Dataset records
============================================================

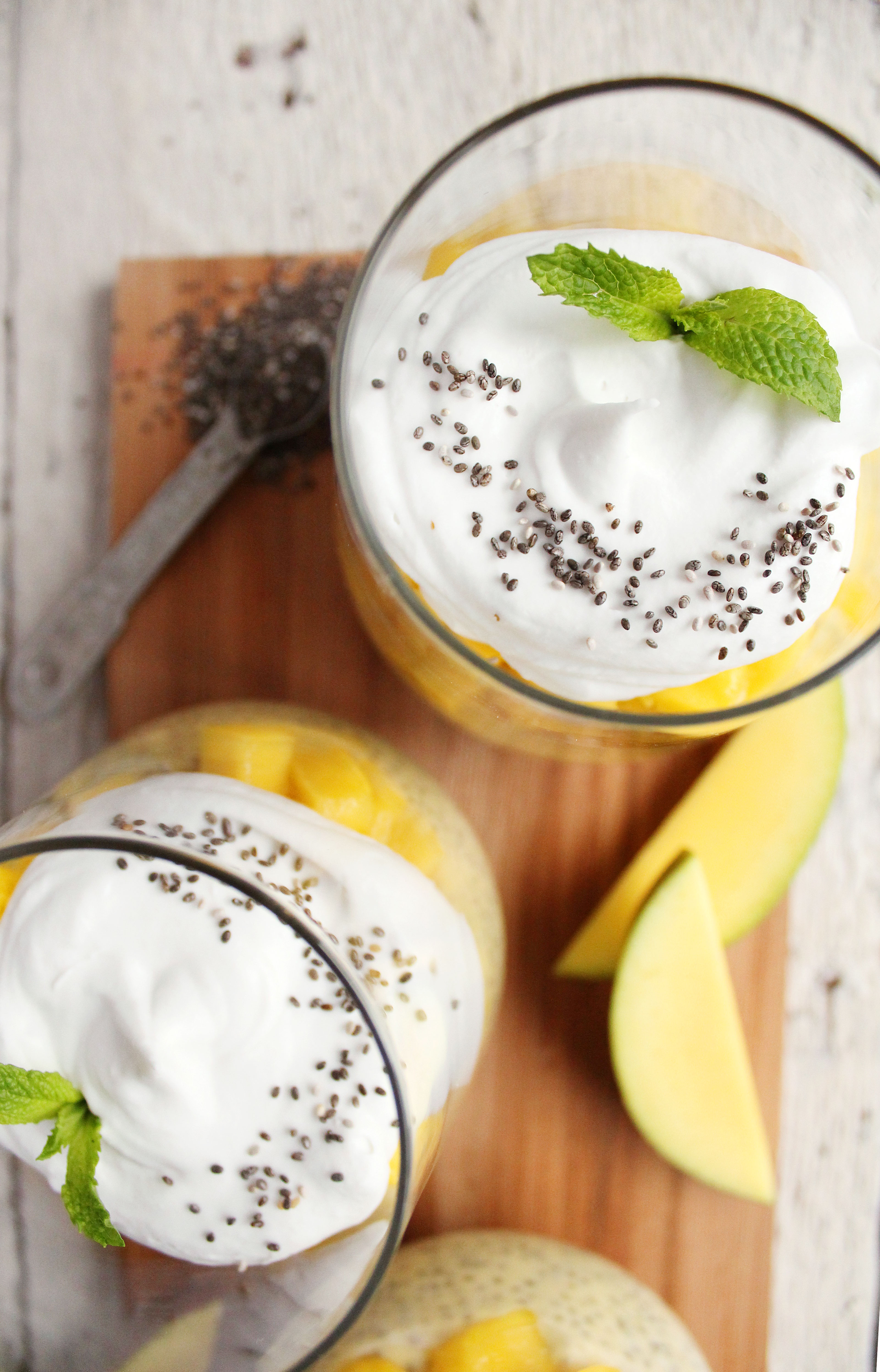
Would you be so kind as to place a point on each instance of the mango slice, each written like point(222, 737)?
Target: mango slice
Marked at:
point(10, 876)
point(745, 822)
point(678, 1043)
point(509, 1344)
point(373, 1363)
point(257, 754)
point(327, 779)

============================================================

Please give the number of lines above that contain "mango", without any other words.

Answer space - 2